[Start of Attachment]

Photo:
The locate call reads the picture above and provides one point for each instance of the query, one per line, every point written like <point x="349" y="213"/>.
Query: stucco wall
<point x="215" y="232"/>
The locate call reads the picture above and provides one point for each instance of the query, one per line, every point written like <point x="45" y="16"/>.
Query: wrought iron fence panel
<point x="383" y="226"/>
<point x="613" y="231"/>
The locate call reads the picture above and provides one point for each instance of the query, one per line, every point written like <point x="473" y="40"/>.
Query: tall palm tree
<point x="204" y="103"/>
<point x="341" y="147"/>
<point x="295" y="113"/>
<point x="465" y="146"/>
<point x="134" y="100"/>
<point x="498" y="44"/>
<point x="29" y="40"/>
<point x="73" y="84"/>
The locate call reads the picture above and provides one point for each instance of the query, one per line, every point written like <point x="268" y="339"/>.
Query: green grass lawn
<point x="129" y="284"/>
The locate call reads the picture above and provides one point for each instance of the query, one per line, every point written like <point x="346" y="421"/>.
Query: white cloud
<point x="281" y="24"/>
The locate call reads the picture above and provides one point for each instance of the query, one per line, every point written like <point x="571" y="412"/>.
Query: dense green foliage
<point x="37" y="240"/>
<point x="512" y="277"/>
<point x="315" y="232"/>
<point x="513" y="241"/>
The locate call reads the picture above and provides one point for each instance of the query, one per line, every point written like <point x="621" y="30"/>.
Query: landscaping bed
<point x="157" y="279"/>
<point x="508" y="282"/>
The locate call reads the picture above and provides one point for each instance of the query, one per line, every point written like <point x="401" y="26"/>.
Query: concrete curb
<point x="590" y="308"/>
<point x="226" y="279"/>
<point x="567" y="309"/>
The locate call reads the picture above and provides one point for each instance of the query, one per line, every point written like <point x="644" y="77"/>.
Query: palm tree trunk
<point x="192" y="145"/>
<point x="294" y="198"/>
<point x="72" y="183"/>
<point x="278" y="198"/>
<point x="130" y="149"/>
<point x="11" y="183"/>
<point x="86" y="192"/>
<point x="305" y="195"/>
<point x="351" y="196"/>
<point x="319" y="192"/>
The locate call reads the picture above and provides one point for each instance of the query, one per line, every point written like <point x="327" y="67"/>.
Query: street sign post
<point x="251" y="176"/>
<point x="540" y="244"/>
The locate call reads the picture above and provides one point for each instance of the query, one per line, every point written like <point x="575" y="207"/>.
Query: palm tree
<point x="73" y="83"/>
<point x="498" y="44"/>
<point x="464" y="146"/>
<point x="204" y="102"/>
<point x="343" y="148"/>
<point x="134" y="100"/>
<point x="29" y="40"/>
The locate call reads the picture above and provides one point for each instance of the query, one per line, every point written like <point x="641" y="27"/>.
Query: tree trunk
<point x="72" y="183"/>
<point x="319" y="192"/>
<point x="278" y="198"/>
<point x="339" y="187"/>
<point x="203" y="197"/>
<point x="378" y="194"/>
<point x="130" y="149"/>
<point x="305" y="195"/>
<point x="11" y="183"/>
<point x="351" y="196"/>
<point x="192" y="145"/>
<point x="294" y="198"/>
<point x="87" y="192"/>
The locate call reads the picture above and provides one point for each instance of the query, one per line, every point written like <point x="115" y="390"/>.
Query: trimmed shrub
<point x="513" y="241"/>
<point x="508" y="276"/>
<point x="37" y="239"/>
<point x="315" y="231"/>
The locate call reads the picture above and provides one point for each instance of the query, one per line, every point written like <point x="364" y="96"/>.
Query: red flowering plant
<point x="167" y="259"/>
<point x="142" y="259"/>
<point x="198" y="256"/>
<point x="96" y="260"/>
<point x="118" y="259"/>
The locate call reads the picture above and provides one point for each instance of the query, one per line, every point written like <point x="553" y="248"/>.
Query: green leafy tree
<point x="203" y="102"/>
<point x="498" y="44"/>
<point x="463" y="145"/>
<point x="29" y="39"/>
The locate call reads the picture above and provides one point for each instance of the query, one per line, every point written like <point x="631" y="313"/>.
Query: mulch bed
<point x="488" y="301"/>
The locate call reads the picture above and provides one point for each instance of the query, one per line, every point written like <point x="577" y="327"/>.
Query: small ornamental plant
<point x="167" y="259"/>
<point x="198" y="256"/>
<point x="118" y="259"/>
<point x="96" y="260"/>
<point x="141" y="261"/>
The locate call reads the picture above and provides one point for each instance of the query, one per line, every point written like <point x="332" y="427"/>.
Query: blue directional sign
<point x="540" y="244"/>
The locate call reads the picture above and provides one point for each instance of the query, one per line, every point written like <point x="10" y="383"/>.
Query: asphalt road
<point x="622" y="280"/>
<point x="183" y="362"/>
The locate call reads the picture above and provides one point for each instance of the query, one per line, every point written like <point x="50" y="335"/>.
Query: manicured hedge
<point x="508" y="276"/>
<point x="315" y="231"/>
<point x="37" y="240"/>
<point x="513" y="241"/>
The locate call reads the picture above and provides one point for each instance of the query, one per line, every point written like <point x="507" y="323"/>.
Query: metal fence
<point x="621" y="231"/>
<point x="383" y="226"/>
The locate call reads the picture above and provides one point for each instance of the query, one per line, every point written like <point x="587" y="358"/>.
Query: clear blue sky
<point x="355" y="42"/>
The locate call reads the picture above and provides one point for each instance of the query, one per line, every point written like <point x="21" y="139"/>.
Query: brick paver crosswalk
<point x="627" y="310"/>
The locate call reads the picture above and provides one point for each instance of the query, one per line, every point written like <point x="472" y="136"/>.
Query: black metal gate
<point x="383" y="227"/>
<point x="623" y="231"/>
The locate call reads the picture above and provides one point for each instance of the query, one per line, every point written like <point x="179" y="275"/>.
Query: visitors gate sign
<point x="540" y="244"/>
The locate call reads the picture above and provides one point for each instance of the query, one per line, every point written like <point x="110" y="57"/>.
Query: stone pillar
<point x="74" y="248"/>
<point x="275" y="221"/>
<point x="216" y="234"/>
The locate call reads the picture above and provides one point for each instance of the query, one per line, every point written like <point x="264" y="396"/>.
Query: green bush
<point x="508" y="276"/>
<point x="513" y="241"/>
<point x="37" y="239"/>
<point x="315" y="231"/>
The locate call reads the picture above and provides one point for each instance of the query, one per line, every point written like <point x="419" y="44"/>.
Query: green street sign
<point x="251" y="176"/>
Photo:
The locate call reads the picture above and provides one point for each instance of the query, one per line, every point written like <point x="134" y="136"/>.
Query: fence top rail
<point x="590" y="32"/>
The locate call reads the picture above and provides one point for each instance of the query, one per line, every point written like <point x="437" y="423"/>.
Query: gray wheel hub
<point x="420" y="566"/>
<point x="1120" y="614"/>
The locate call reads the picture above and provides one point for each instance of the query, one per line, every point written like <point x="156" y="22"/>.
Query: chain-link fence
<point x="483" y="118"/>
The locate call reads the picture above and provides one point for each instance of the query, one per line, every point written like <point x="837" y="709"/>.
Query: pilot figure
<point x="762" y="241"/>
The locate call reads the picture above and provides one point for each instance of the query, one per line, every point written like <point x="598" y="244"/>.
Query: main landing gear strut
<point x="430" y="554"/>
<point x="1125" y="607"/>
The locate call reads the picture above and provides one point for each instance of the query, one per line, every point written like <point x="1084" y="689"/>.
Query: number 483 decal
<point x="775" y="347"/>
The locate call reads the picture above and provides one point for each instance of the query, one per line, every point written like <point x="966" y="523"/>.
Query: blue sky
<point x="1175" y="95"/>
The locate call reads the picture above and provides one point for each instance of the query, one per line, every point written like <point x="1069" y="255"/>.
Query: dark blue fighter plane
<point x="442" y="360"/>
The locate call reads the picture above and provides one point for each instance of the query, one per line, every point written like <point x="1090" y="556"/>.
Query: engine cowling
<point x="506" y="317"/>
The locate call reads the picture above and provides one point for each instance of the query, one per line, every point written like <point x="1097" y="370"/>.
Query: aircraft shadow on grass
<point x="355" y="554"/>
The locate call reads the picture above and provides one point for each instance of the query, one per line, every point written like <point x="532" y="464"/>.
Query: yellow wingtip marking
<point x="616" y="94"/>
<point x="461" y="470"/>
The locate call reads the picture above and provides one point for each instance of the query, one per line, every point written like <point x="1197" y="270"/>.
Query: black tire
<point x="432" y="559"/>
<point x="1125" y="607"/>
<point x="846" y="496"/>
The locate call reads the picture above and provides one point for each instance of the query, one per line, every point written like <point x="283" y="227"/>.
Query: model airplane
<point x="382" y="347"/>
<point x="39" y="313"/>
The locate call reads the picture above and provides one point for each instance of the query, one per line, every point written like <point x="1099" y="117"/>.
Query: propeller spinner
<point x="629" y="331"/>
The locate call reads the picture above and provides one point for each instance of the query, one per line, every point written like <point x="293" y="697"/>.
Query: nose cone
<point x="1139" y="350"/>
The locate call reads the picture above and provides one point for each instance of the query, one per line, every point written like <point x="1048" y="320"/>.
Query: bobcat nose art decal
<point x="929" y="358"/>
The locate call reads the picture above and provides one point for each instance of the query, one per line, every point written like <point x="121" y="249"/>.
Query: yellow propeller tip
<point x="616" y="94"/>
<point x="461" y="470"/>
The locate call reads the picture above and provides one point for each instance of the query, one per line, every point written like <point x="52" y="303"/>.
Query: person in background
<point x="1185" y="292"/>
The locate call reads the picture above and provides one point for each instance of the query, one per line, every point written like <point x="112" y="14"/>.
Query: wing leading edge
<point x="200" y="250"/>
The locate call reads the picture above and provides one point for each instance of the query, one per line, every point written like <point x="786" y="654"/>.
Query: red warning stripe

[End of Attachment]

• EXERCISE AIM
Your answer must be the lines from the one that contains "Query: wing leading edge" through the last line of the entries above, copied exactly, with no other lines.

• YOUR RESPONSE
Query: wing leading edge
<point x="200" y="250"/>
The locate call reads the picture above and provides one point for each instance of the query, one per line, every point written like <point x="786" y="654"/>.
Query: red warning stripe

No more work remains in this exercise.